## Task description
Lay out every line of the records below as a numbered list, omitting any blank lines.

## Data for this task
..........

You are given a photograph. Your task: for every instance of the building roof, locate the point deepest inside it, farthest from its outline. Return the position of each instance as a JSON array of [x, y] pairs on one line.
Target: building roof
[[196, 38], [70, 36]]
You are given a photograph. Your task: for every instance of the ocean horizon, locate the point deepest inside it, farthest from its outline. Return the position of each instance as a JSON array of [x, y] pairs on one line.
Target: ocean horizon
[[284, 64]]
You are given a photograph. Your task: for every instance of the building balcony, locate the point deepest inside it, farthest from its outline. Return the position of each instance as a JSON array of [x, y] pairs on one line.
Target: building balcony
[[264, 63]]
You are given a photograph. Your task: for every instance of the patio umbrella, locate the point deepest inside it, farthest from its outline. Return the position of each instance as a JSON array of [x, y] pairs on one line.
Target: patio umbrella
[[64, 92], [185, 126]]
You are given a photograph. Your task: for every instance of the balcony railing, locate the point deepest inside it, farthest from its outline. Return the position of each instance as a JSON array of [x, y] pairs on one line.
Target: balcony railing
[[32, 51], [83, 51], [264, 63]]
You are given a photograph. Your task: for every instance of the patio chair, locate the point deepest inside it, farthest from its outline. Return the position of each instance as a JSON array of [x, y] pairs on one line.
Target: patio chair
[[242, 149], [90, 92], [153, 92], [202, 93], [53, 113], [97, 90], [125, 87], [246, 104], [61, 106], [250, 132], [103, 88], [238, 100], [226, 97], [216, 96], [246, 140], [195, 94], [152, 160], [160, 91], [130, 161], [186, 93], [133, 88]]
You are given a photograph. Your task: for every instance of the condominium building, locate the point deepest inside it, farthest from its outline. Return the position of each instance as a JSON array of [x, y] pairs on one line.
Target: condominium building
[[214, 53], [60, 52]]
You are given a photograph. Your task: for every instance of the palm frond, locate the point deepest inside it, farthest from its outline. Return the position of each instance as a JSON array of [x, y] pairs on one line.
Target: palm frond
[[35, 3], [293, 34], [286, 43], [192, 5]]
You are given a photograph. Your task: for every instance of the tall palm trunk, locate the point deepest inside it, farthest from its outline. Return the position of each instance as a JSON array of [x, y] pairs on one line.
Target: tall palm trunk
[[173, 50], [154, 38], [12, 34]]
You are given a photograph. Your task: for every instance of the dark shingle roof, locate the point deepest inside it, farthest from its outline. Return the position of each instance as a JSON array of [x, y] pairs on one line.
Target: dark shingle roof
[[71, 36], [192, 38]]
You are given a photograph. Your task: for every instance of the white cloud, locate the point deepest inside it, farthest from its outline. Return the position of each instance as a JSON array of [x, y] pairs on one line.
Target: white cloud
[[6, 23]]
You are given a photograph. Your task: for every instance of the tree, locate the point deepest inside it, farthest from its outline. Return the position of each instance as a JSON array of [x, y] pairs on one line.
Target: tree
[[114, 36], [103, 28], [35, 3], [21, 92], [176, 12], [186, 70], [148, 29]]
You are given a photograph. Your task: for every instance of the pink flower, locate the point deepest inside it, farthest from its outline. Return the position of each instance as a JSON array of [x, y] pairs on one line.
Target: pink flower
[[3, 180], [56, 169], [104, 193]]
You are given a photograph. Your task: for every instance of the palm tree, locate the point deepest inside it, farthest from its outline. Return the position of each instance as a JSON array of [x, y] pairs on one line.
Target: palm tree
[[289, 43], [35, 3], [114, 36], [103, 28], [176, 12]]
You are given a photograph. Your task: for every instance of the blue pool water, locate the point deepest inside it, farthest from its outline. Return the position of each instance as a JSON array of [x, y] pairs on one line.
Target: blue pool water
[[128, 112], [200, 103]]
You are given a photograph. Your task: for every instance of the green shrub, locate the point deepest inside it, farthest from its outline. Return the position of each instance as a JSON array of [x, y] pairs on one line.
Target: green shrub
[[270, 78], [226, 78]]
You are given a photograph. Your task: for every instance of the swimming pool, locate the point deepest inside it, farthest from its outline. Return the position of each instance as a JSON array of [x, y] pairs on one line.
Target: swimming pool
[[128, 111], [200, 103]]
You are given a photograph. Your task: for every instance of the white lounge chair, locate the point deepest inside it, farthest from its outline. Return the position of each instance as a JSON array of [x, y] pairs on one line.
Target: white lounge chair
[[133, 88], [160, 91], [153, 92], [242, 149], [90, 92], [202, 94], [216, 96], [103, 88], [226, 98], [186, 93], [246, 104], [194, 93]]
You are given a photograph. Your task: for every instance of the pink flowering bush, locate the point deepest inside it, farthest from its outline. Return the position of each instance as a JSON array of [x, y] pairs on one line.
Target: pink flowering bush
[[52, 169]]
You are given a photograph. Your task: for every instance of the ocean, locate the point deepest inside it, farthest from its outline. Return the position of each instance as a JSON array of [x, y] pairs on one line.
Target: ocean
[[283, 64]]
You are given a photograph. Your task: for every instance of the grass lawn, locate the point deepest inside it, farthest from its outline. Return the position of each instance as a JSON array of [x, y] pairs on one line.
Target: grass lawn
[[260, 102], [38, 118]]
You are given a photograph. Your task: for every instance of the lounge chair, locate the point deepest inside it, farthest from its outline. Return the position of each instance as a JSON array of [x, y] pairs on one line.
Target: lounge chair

..........

## Solution
1. You are given a photograph. Your task: for every instance of the building roof, locate the point deepest inside it, farthest from its outline. Return the position of each instance as a JSON array of [x, y] pairs on one line.
2. Target: building roof
3. [[196, 38], [70, 36]]
4. You are given a photograph. Your task: for every instance of the ocean horizon, locate the point deepest inside it, farthest from its outline. Return the position of each instance as a JSON array of [x, y] pairs on one line.
5. Target: ocean horizon
6. [[284, 64]]
7. You are given a photograph. Your task: for every instance of the building balcony, locate the point deepest inside it, farthest from its outline. Return the position of each instance as a JSON array of [x, y] pairs on one line.
8. Target: building balcony
9. [[264, 63]]
10. You are given a photograph. Your task: for every instance of the patio umbrella, locate the point deepest inside it, farthest from its outline. Return the position of each instance as a JSON array of [x, y] pairs on one line.
11. Target: patio umbrella
12. [[64, 92], [185, 126]]
13. You are given a photograph. Your task: for every instance of the balcony railing, locate the point deepest inside it, farthest from its outline. Return the position of each instance as a JSON array of [x, y] pairs on one line.
14. Target: balcony railing
15. [[32, 51], [83, 51], [264, 63]]
16. You are given a photograph. Your task: for every instance of the patio chair, locate the point deepest inside it, farthest from its outline. Return the position of each instance as a JSON array of [x, y] pairs on one line.
17. Target: patio chair
18. [[242, 149], [90, 92], [153, 92], [202, 93], [53, 113], [97, 90], [125, 87], [246, 104], [61, 106], [250, 132], [103, 88], [238, 100], [226, 97], [216, 96], [246, 140], [195, 94], [152, 160], [160, 91], [130, 161], [186, 93], [133, 88]]
19. You are given a photograph. Your task: for every instance of the condominium building, locate the point deepest inside it, farthest from its outline. Return the position of each instance as a JSON array of [x, y] pairs on one line.
20. Target: condominium building
21. [[214, 53], [60, 52]]
22. You are given a photograph. Your task: for every instance of the palm frond, locate the point deepest inside it, farthest from its outline. Return the position of each instance as a JSON array of [x, y] pairs on one line.
23. Target: palm frond
24. [[35, 3], [293, 34], [286, 43], [192, 5]]
25. You are given a photograph. Your task: for every instance of the tall palm trunk, locate the point deepest inside it, farthest from its outline. Return the position of each instance as a JSON array of [x, y] pairs on one line.
26. Target: tall palm trunk
27. [[173, 50], [154, 38], [12, 34]]
28. You are given a photograph. Your task: for every instance of the dark shingle roof, locate the point deepest inside it, farthest from its outline. Return the position of each instance as a JSON array of [x, y] pairs on one line.
29. Target: dark shingle roof
30. [[71, 36], [192, 38]]
31. You are given a photograph. Your task: for every instance of the white cloud, locate the point deepest inside it, farthest from its outline. Return the position of each instance as a JSON array of [x, y] pairs on one line.
32. Target: white cloud
33. [[6, 23]]
34. You are given a photograph. Your task: for every instance of the tree, locate the point deepest inside it, farthest from its outline. Return the position of each instance as a JSON array of [x, y] pairs on one line.
35. Target: tree
36. [[114, 36], [103, 28], [35, 3], [21, 92], [176, 12], [186, 70], [148, 29]]
37. You are given a photograph. Your task: for every instance of the pink flower, locate the point deepest inside it, farthest from its outline. Return the position of each instance as a JSON array of [x, y] pairs on one line.
38. Target: pink flower
39. [[3, 180], [56, 169], [104, 193]]
40. You are given a photograph. Your task: for every instance of the palm tree, locate the point deepest inside it, farthest from its outline. Return the position of each instance as a JSON array of [x, y] pairs on one line.
41. Target: palm tree
42. [[289, 43], [35, 3], [114, 36], [103, 28], [176, 12]]
43. You are given a photograph. Your task: for every instance of the blue pool water, locate the point deepest inside it, farthest from its outline. Return the position of each instance as a JSON array of [x, y] pairs on one line.
44. Target: blue pool water
45. [[128, 112], [200, 103]]
46. You are given a photograph. Your task: for every instance of the green shrub, locate the point deepest inside it, farthest from its outline. Return the position of each instance as a JSON array of [x, y] pairs on one line.
47. Target: green shrub
48. [[270, 78], [226, 78]]
49. You are given a photograph. Your task: for every instance of the swimming pool, locate the point deepest inside it, farthest from its outline. Return the position of each instance as a JSON array of [x, y] pairs on one line.
50. Target: swimming pool
51. [[128, 111], [200, 103]]
52. You are given a photograph. Your task: for every instance of the white lounge chair, locate the point deepest inside it, farthest from its outline. Return the position of each instance as a JSON array of [x, y] pairs on one line.
53. Target: white lounge chair
54. [[133, 88], [160, 91], [153, 92], [242, 149], [90, 92], [202, 94], [216, 96], [103, 88], [226, 98], [186, 93], [246, 104], [194, 93]]
55. You are given a photograph. Your task: for every instance of the pink flowering bush, locate the point deepest inside it, farthest from its outline. Return the position of each instance as a JSON array of [x, y] pairs on one line.
56. Target: pink flowering bush
57. [[52, 169]]
58. You are given a photograph. Your task: for every instance of the ocean, locate the point deepest inside it, farthest from its outline. Return the position of each instance as a JSON array of [x, y] pairs on one line.
59. Target: ocean
60. [[283, 64]]
61. You are given a photograph. Your task: for every instance of the grass lawn, locate the point deepest inside it, farthest from its outline. Return the position of each instance as a JSON array of [x, y] pairs on one line.
62. Target: grass lawn
63. [[260, 102], [38, 118]]
64. You are given a photograph. Your task: for every instance of the lounge chair, locate the point deepest inside it, farthest from its outline. Return the position of each instance as a JSON array of [x, y] pairs on one line.
65. Target: lounge chair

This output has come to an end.